▶ _Task_: Look through the records, and whenever a line includes the word "sleeve", copy it.

▶ _Records provided_:
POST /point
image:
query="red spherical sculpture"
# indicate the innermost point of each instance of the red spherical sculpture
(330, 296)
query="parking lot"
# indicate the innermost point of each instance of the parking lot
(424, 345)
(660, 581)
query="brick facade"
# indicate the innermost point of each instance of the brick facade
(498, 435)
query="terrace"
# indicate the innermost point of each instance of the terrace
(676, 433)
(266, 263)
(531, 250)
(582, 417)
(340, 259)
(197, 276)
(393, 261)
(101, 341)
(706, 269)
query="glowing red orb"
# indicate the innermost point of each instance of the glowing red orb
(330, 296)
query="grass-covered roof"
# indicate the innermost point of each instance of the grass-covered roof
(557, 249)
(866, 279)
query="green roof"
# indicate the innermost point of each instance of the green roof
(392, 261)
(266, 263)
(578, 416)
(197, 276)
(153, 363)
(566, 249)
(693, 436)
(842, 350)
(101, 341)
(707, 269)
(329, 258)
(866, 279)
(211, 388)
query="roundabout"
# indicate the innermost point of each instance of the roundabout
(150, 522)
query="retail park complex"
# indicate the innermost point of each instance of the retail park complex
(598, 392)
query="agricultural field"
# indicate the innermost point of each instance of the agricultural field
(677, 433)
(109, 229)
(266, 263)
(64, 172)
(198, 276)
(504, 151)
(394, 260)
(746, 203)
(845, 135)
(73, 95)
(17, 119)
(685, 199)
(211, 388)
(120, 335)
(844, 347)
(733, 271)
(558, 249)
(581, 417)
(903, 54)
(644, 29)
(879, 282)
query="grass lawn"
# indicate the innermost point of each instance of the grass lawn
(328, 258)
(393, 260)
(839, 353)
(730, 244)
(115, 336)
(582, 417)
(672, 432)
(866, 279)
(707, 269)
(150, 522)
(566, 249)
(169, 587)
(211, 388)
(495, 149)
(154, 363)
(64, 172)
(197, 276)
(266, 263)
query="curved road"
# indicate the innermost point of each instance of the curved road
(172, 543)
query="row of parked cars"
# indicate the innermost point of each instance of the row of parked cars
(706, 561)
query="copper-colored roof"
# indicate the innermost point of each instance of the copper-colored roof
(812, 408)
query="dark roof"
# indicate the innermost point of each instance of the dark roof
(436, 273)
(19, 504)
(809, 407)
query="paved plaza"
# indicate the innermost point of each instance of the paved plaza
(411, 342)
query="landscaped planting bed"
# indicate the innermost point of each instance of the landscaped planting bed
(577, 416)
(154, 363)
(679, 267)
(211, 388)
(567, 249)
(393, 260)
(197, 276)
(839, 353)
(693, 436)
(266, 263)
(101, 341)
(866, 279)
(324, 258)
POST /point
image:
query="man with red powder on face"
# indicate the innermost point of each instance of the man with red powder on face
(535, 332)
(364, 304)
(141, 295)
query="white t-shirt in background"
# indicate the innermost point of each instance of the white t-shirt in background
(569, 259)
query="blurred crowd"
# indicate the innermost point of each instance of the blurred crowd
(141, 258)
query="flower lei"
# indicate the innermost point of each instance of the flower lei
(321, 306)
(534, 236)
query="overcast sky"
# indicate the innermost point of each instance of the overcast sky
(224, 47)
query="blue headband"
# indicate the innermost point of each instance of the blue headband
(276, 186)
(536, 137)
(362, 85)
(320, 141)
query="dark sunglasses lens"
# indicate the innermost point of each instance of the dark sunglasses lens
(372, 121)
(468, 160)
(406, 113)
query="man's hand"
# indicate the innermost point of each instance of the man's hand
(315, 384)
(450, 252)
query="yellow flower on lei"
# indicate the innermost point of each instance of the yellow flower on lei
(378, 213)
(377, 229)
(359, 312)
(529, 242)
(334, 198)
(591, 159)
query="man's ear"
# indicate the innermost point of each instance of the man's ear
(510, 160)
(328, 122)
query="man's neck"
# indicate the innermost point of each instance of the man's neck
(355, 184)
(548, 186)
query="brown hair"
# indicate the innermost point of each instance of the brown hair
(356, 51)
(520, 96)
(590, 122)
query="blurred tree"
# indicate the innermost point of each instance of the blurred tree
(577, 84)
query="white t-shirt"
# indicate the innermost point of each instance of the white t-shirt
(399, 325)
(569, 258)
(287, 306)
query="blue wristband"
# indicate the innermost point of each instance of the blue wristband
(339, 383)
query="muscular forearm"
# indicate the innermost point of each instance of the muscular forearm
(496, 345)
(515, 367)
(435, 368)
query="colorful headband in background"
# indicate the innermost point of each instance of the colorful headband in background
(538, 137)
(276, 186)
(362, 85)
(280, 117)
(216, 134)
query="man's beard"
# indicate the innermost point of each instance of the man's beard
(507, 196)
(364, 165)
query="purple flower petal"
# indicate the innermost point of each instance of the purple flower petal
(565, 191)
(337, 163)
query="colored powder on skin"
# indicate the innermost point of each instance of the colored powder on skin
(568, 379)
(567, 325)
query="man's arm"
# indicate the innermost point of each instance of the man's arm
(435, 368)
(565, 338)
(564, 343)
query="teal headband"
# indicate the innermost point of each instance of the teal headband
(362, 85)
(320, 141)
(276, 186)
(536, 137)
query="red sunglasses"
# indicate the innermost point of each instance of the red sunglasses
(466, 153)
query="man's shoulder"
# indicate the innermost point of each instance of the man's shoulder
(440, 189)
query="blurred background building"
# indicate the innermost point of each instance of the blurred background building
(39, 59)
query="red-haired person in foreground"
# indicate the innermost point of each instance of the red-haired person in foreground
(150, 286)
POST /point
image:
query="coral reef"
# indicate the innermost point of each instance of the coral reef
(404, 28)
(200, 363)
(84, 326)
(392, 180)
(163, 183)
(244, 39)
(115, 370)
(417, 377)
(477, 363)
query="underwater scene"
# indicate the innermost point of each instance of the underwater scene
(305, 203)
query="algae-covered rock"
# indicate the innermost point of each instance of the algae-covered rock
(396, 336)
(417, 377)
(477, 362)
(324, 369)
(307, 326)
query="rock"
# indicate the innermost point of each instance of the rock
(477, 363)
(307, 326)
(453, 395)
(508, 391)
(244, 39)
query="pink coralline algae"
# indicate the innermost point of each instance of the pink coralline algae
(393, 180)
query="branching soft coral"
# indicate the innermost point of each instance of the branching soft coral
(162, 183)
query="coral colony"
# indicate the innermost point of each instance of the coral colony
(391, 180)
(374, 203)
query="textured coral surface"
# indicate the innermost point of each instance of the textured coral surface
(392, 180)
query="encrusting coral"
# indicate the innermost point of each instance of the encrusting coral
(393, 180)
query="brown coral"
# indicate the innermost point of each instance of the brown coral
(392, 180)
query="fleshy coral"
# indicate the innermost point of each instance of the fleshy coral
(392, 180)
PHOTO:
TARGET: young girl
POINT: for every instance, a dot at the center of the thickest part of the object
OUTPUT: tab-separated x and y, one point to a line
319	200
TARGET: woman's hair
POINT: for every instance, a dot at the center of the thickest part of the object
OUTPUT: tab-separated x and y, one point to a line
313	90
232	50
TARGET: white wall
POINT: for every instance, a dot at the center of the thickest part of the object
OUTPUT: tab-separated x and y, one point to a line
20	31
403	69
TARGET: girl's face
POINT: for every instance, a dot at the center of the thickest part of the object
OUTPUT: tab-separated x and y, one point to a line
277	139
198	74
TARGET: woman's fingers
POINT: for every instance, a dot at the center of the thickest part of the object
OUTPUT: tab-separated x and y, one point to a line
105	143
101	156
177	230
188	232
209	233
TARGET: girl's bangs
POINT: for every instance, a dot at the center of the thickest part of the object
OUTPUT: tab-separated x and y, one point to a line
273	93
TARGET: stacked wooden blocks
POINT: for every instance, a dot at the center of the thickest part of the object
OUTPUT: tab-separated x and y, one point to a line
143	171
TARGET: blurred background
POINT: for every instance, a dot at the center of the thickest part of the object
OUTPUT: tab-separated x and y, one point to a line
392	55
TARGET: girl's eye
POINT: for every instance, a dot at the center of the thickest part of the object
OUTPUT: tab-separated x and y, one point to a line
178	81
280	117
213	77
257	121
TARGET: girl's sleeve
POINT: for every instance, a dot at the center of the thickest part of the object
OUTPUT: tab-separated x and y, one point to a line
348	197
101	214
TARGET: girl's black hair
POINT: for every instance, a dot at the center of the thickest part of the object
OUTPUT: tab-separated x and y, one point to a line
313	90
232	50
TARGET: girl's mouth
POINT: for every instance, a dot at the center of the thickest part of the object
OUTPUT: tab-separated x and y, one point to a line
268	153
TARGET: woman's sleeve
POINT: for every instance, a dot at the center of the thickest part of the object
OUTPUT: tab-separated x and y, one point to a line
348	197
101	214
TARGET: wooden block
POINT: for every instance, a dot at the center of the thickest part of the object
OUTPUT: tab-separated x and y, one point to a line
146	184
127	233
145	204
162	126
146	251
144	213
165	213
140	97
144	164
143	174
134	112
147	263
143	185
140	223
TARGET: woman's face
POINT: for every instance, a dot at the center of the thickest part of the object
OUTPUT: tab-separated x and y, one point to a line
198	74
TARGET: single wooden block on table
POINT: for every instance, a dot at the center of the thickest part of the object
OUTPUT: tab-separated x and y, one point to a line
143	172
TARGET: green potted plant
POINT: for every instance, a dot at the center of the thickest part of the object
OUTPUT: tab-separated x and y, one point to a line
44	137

▶ _Reply to the task_:
TARGET: girl's sleeve
TARGET: woman's sleeve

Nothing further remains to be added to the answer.